■ EXERCISE REQUIREMENTS:
The following entries are to be repeated exactly, and the pictures are to be left behind.

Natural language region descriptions

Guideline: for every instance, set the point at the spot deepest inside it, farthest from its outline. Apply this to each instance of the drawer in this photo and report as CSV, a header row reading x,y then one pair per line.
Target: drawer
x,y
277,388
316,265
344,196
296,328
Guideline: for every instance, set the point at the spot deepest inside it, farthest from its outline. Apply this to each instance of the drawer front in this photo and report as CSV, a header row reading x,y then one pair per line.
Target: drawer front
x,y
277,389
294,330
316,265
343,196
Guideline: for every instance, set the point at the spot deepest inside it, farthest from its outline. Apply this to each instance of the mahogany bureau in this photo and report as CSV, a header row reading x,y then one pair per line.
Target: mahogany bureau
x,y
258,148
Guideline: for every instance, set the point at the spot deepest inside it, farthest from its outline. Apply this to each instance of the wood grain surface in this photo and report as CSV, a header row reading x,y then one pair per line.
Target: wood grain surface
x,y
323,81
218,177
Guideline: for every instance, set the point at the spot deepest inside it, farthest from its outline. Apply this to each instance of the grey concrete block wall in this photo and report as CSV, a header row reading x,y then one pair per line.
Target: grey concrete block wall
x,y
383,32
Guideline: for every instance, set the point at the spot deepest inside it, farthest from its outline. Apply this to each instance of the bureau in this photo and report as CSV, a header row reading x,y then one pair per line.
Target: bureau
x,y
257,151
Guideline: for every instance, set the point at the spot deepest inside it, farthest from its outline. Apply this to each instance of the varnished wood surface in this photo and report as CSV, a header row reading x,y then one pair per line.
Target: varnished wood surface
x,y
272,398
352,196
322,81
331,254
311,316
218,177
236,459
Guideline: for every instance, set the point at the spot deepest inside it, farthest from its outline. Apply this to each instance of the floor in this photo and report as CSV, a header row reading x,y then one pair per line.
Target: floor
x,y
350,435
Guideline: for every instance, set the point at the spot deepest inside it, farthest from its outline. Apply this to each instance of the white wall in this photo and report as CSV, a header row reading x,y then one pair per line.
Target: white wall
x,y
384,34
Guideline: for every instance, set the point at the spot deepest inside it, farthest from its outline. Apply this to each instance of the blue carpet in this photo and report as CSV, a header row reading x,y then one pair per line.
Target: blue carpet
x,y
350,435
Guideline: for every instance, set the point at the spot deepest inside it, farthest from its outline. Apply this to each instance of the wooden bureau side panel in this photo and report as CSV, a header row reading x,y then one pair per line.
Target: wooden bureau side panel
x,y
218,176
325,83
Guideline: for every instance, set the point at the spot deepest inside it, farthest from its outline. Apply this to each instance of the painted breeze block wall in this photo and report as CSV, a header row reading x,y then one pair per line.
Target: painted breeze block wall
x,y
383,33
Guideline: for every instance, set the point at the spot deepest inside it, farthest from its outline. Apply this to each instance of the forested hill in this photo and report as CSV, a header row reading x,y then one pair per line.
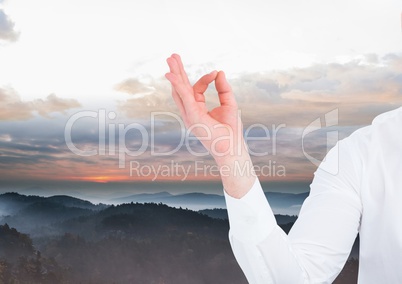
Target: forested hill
x,y
65,240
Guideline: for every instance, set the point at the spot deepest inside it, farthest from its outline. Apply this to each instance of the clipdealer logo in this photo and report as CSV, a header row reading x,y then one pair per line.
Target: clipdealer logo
x,y
113,138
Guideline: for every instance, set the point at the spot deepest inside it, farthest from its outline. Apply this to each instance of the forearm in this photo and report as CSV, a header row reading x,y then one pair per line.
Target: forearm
x,y
237,173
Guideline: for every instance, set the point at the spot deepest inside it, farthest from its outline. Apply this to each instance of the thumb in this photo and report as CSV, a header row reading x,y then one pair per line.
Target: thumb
x,y
226,97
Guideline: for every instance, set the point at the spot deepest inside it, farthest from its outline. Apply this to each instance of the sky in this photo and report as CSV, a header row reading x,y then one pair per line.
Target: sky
x,y
84,103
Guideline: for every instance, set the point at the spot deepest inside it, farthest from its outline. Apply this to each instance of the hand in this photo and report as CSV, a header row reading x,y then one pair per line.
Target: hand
x,y
219,130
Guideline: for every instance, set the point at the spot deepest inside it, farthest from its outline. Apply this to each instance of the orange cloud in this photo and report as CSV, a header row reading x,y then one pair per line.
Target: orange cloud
x,y
13,108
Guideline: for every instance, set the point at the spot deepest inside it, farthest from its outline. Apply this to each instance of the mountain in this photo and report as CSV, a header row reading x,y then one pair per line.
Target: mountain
x,y
223,214
281,203
12,202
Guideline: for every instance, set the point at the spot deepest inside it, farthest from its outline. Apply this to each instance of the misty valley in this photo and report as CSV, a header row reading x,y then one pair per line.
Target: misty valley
x,y
62,239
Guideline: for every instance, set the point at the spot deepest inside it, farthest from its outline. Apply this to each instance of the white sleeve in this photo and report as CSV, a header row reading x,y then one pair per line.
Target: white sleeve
x,y
320,241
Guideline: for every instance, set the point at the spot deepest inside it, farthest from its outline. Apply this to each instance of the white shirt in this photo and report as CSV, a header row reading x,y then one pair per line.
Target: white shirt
x,y
365,196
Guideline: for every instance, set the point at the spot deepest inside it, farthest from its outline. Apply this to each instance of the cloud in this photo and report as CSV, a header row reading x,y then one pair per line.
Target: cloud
x,y
13,108
368,85
7,28
146,97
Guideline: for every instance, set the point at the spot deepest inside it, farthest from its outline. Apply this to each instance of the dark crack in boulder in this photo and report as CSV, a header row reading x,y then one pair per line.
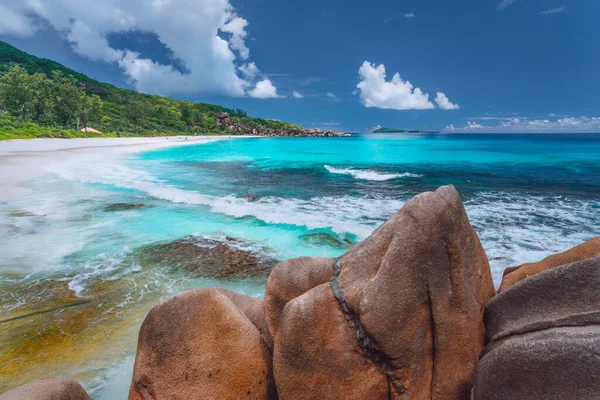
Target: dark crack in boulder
x,y
402,316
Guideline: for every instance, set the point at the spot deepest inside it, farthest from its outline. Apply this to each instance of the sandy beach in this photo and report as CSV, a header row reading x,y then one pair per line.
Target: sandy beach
x,y
25,159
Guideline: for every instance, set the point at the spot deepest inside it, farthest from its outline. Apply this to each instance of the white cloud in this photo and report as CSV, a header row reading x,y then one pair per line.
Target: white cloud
x,y
554,10
15,24
249,71
525,125
208,36
444,103
264,90
375,91
332,97
505,3
237,28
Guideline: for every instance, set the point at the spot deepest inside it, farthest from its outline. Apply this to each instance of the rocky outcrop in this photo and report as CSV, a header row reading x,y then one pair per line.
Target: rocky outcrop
x,y
544,334
236,127
291,279
203,344
401,316
55,389
584,251
208,258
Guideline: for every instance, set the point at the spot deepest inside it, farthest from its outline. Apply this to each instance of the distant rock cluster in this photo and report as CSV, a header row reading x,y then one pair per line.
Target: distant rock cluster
x,y
409,313
235,127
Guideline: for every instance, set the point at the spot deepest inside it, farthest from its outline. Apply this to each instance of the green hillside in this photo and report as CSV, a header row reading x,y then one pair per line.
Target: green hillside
x,y
33,103
394,130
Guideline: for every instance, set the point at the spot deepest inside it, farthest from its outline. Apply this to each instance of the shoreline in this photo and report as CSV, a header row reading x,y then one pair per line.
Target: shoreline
x,y
22,160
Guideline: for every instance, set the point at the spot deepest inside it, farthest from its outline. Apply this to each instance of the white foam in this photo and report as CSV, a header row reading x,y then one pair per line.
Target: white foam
x,y
369,174
341,214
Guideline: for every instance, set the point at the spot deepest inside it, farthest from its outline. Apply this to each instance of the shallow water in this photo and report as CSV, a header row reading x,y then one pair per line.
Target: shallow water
x,y
73,294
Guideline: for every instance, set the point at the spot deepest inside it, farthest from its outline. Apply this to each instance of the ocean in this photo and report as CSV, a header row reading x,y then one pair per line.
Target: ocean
x,y
74,290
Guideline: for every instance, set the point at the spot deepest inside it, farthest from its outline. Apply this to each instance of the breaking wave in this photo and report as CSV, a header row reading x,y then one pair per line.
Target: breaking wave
x,y
369,174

■ EXERCISE RESPONSE:
Guideline: for every instance, set the point at the spot deepest inside it, farthest from its outline. Apply this to each instance of the drawer in this photo and report as CSV, a header row reading x,y then one pair per line.
Target: drawer
x,y
277,388
316,265
344,196
296,328
Guideline: for every instance, set the point at the spot deepest inside it, farthest from its outline. Apply this to each instance of the drawer front in this photo and report as CSV, a header row reading x,y then one pair per line.
Target: drawer front
x,y
277,389
294,330
316,265
343,196
Guideline: for every instance, set the point at the spot deepest inside it, farthest from its outline. Apply this to each instance of the mahogany bureau in this photo and report as CSV, a header row reading x,y then one pair per line.
Target: mahogany bureau
x,y
258,148
Guideline: for every instance, set the point at the spot deepest inside it, farthest from its outline. Apply this to each instance of the wood grain surface in this photo and report as CSV, a header row reading x,y then one pair per line.
Target: wood grain surface
x,y
323,81
218,177
Guideline: for every instance, set the point at the spot deepest inside it, farthest from its outline. Apply this to each instance of the grey concrete block wall in this photo and report as CSV, a header row reading x,y then one pair per line.
Target: grey concrete block wall
x,y
383,32
Guideline: for every instance, set the point at the spot deepest inside it, farthest from its outline. Apply this to each instance of the bureau in this photo and report as CSV, a header row reading x,y then one pair per line.
Target: bureau
x,y
257,151
Guideline: for every instance, set the point at the spot deepest inside it, farthest from its outline. Apply this to each instance of the varnished wood surface in this photo and report as CSV, a header row reading x,y then one pair per line.
Target: varnished wood surface
x,y
272,398
352,196
322,81
331,254
311,316
218,177
236,459
Guideline: for every instance, set the point at the spot deepest inside it, farthest from its outline. Apply this to each instance of the floor in this photo and report as CSV, a header row reading x,y then one pair per line.
Target: floor
x,y
350,435
Guideline: for every instance, set the point at the spot deepest inside it, farthest from its outline. Apply this to each instance of the white wall in this photo and report as CSV, a header row reading x,y then one pair per line.
Target: white wall
x,y
384,34
Guideline: for every instance, set the point at the spot deepest inside it, farthest from its outline. Apply this to each instance of the blue carpet in this photo and report as CSV, a header row reading x,y then one pair per line.
Target: blue carpet
x,y
350,435
Guideline: for every instance, set the point at the spot deepest inside it, farthest from its outline. Apply this to each instance of the wooden bureau side panel in this photo and report as CSV, a header row reading x,y then one pair per line.
Target: wooden bureau side panel
x,y
218,176
325,83
Guideline: for every instance, set the point at the spot deepest inside it, farthest from its outline. Apply this to each instance of the painted breeze block wall in this photo and report as CSV, a header row reading x,y then one pair per line.
Target: painted breeze block wall
x,y
383,33
Guideline: for every instance, set the point at the spot deepest inside it, farthest from its outline. Apply this to each instance of the forested hill in this photo and report as CSV, a header row reading x,y then one pair per line.
Target: forested hill
x,y
65,240
Guideline: for every instance, set the point at the spot deepest inside it, farthest from its outline. Apply this to each instance of the clipdealer logo in this photo and report as CSV, a header row reading x,y then one pair per line.
Target: clipdealer logo
x,y
113,138
Guideline: for every instance, set the point at the spot deepest inside it, farthest from its outline. Apply this to each instance of the forearm in this photo and report as CSV, a header row reading x,y then one pair per line.
Target: forearm
x,y
237,173
Guideline: for every instance, set the point at the spot deepest inside it, farthest from its outline. Apply this to each instance of the thumb in this photo and report as CSV, a header row reading x,y then one pair per line.
Target: thumb
x,y
226,97
Guideline: for every instance, set the point at the spot deepest inside it, farthest from its outline. Apply this to each instance of the sky in this photo and report as CSV, a header row reading x,y then one pair per line.
Target: sky
x,y
84,103
Guideline: for every instance, set the point at the spot deepest inside it, farthest from its outline. Apply this to each instance of the hand in this photo and report as CSV, a header row reading x,y then one pair per line.
Target: hand
x,y
219,130
Guideline: for every instance, set the point at the spot deepest inside it, farthest from its outline. Apply this to each instance of the orange cloud in this photo and report as CSV, a header row reading x,y then one pair per line.
Target: orange cloud
x,y
13,108
Guideline: for every instance, set the point at the spot deepest inside it, farthest from its outline. Apply this to each instance of the mountain in this photo and report as CSV, a header row reading x,y then one pair per line.
Target: mountain
x,y
223,214
281,203
12,202
Guideline: for every instance, set the point at the spot deepest inside it, farthest from its outline. Apply this to each instance of the misty valley in this photo and report as CSV, a header row reading x,y then one pair per line.
Target: misty valley
x,y
62,239
Guideline: for every instance, set the point at the spot deepest inside it, farthest from its outline. Apply this to each instance of the white sleeve in this photo and report as CSV, a header row reading x,y then one pair per line.
Target: white sleeve
x,y
320,241
Guideline: for every instance, set the point at the spot deepest inside it, farthest from its outline. Apply this to each instance of the white shirt in this photo and report as CSV, a header row reading x,y then one pair per line.
Target: white shirt
x,y
365,196
Guideline: for every instance, set the point at the spot deepest inside it, farthest from its outline. Apply this to each instance of the cloud in this photo and report as CSV, a header row reading x,y then one pair per line.
Target: cloud
x,y
13,108
368,85
7,28
146,97
Guideline: for every instance, set the point at the spot deepest inside it, farthest from its outline. Apply this to each instance of the dark crack in boulder in this photo and report as CSV, a header row reading x,y then one pair per line.
Target: dark crack in boulder
x,y
402,316
Guideline: for every instance, set the point at the spot deepest inside it, farthest from its outline. Apply this to each instance of the sandy beach in this photo and report as CSV, a header row reading x,y then one pair per line.
Target: sandy beach
x,y
25,159
Guideline: for every instance, set the point at the spot deepest inside it, farthest from its outline. Apply this to each instance of the white cloud in this photo and report as CSV, a header row reading x,y then one pair per line.
Target: white cloud
x,y
554,10
15,24
249,71
525,125
208,36
444,103
264,90
375,91
332,97
505,3
237,28
Guideline: for every instance, set the point at the spot deepest inside it, farthest from its outline. Apply this to each instance of the rocky outcrop in this photo and report as CSV, a header row reading x,y then one pair per line.
Target: rocky outcrop
x,y
544,334
236,127
291,279
203,344
401,316
55,389
584,251
208,258
Guideline: for every instance, set the point at the spot deepest inside it, farthest from its outline. Apply this to each instance of the distant rock cluster in this photo and report as CSV, a header row reading x,y then one pair per line.
Target: distant rock cluster
x,y
409,313
235,127
Guideline: for every instance, set the point at the spot deepest inside it, farthest from its outline. Apply this to each instance of the green hillside in this photo and report as CSV, a header row reading x,y then one pair per line.
Target: green hillside
x,y
33,103
394,130
Guideline: for every instance, set the point at the spot deepest inside it, farthest from its outline. Apply this to each instance of the shoreline in this photo and report as CSV, a header row reading x,y then one pair per line.
Target: shoreline
x,y
22,160
Guideline: for every instance, set the point at the spot deepest inside it, farthest from its outline. Apply this to each instance of the white foam in this photo and report as CSV, a header row reading x,y then one pair per line.
Target: white foam
x,y
369,174
341,214
Guideline: for every instance, set the point at the spot deepest inside it, farthest from its outline. Apply this to each instance of the shallow water in this photo and report as CSV, a header row reading x,y then one pair per line.
Target: shallow water
x,y
73,294
Guideline: for every instance, set the point at the spot deepest inside it, farthest from its outline. Apply this to each instance of the ocean in this photo and report as CSV, a header row reading x,y then one pair per line.
Target: ocean
x,y
74,290
Guideline: for every instance, set the point at the spot deepest inside it, farthest from its outline. Apply this to each instance of the breaking wave in this photo and report as CSV, a header row reading x,y then one pair per line.
Target: breaking wave
x,y
369,174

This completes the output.